» СУТЬ ЗАДАНИЯ
Пожалуйста, ответьте по фрагменту документа на три вопроса:
(а) Какое представление Плотина легло в основу бергсоновской интуиции?
(б) В каком диалоге Платона время предстает тем, что может быть преодолено?
(в) Какой метафорой выражается процесс творческой эволюции мира у Бергсона?

» ФРАГМЕНТ ДОКУМЕНТА
_ _ _ _ _ _ _

Плотин в бергсоновской перспективе относится к тому длинному ряду философов, которые игнорировали реальность становления и потому подчиняли время некой абстрактно понимаемой и логически необходимой вечности. Конечно, и сам Бергсон был многим обязан Плотину, в частности представлению последнего о симпатии, легшем в основу бергсоновской интуиции.41 Кроме того, «идеи о нисхождении Единого через ряд этапов в чувственный мир», как и в целом «напряженный ритм нисхождения и восхождения»42 в концепции греческого философа стали одним из историко-философских контекстов «творческой эволюции» Бергсона. Несмотря на частичную зависимость французского философа от Плотина, существенные различия между ними прежде всего связаны с разным пониманием того, как время относится к вечности: «Плотиновское „нисхождение“ <...> есть движение от вечного, неизменного, представлявшегося выражением высшего совершенства, ко временному, изменчивому и несовершенному; и наоборот, восхождение к Единому выводит за пределы временности, в область вечного. У Бергсона жизненный порыв изначально разворачивается во времени; время — это не то, что, как у Платона в „Тимее“ или у Плотина, может быть преодолено, что свойственно лишь низшим сферам бытия. По Бергсону, время, длительность — неотъемлемая внутренняя суть бытия, как и созидания; процесс творческой эволюции мира, выражаемой метафорой жизненного порыва, невозможен вне времени».43
42. Там же. С. 316.

_ _ _ _ _ _ _

» СТРОКИ ДАННЫХ
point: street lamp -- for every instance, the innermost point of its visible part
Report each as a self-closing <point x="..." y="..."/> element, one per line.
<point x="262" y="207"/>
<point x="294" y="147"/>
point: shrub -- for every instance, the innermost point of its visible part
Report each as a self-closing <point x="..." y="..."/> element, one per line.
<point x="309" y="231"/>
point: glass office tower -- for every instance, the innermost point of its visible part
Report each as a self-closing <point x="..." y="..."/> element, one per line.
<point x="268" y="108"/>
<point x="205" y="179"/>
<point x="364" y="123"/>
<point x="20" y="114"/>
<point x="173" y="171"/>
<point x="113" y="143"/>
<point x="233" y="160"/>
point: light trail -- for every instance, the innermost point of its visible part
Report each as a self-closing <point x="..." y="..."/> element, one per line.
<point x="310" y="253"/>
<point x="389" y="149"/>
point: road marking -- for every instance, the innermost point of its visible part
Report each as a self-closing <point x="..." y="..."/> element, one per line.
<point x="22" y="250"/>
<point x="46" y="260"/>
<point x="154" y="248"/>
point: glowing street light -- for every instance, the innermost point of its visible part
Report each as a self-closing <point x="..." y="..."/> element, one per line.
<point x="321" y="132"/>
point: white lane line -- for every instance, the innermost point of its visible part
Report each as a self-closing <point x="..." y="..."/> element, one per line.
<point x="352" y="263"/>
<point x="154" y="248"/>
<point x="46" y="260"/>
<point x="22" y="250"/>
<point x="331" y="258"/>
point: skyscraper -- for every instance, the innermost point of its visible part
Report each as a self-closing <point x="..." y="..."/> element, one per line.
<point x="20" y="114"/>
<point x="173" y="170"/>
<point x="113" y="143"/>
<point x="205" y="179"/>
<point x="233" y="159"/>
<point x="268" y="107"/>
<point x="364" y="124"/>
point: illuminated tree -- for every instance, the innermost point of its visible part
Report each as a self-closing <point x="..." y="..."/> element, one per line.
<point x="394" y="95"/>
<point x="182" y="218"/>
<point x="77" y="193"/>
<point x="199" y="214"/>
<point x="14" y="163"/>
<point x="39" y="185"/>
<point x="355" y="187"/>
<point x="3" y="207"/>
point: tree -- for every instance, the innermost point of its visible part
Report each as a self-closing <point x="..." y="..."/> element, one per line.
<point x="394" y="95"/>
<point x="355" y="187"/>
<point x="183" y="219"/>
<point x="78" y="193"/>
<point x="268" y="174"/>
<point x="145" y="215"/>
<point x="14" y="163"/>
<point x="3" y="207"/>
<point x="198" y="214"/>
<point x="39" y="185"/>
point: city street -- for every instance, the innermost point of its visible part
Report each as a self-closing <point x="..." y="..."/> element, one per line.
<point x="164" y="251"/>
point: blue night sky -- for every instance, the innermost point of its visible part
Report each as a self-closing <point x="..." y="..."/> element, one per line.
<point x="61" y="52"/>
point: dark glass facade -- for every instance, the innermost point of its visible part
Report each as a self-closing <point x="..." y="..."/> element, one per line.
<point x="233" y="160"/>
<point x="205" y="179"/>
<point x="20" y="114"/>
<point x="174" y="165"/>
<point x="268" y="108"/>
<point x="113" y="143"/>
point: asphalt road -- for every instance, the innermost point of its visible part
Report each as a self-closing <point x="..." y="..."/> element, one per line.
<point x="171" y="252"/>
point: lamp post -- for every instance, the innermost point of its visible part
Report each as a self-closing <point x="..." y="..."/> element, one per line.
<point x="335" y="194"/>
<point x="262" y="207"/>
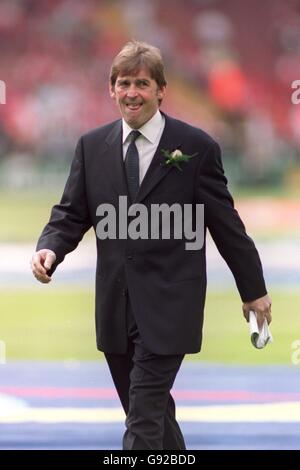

_ _ _ _ _ _ _

» ОТВЕТ НА ЗАДАНИЕ
(а) Представление о симпатии.
(б) В «Тимее».
(в) Метафорой жизненного порыва.